● **Exercise instructions**
Please copy out the listing below in full and exactly.
Start of Data to process
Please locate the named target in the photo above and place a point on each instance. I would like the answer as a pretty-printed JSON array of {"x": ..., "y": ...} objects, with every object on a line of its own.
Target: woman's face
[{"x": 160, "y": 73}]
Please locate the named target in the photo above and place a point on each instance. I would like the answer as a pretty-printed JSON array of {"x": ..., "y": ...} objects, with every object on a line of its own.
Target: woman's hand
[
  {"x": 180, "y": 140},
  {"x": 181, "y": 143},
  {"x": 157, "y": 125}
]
End of Data to process
● **Expected output**
Please locate the named target in the photo above and place a point on each instance. I would like the answer as a pretty-printed JSON array of {"x": ..., "y": ...} objects, with every object on a line of its own.
Target: woman's face
[{"x": 160, "y": 73}]
Please locate the named target in the photo above and place a point on each instance. I would like the answer as a pretty-printed JSON array of {"x": ..., "y": ...} objects, with every object on a line of its own.
Target: woman's hand
[
  {"x": 180, "y": 140},
  {"x": 181, "y": 143},
  {"x": 157, "y": 125}
]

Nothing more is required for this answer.